YOUR INSTRUCTIONS – List every line of the material below that contains the string "inside", treating uppercase and lowercase as different.

-------- DATA LINES

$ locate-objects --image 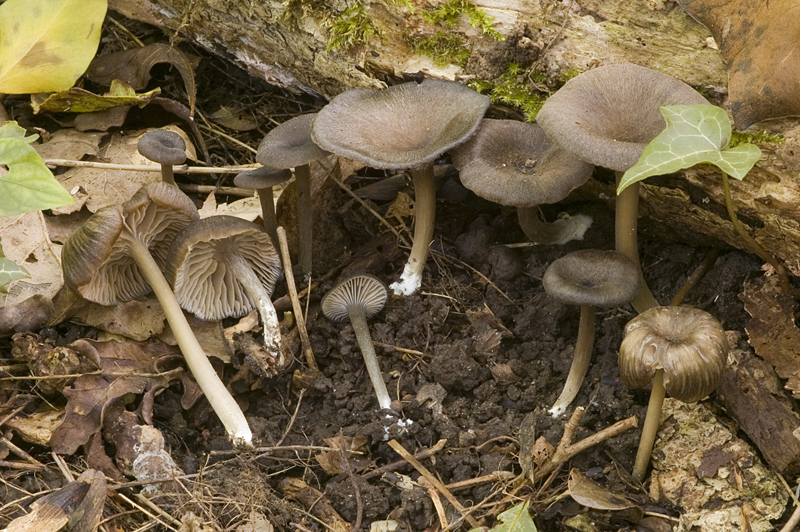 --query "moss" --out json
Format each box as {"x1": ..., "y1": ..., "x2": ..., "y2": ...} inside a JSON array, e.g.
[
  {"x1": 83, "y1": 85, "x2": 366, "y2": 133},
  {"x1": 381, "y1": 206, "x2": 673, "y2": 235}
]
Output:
[{"x1": 421, "y1": 0, "x2": 503, "y2": 41}]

----------------

COMPLETED TASK –
Format each box as {"x1": ..., "y1": ..., "x2": ..., "y2": ...} inside a JSON array, e.g.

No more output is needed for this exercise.